| SHORT PROBLEM |
Copy the records below word for word, keeping every line as it stands but omitting the pictures.

| RECORDS SUPPLIED |

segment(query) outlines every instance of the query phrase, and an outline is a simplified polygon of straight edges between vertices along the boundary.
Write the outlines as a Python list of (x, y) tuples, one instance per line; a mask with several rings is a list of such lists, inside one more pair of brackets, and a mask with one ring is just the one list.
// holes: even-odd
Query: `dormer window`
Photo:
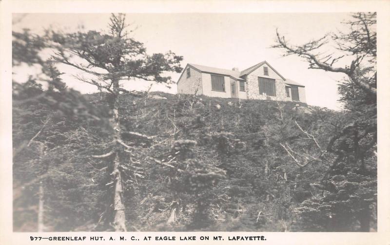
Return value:
[(264, 66), (263, 67), (263, 70), (264, 71), (264, 75), (268, 75), (268, 67)]
[(187, 78), (191, 76), (191, 71), (190, 70), (190, 67), (187, 68)]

| CORRECT ANSWER |
segment(query) outlines every instance of the query phrase, and an outline is a simplified polygon of straight edges between vertices along the boundary.
Write the outlines as a Python list of (x, y) tuples, one instance per line; a mask with several rings is a list of such lists, inside one more pair of brackets, and a mask with one ring is just the one list.
// holes: even-odd
Query: `dormer window`
Photo:
Return value:
[(264, 66), (263, 67), (263, 70), (264, 71), (264, 75), (268, 75), (268, 67)]
[(187, 78), (191, 76), (191, 71), (190, 70), (190, 67), (187, 68)]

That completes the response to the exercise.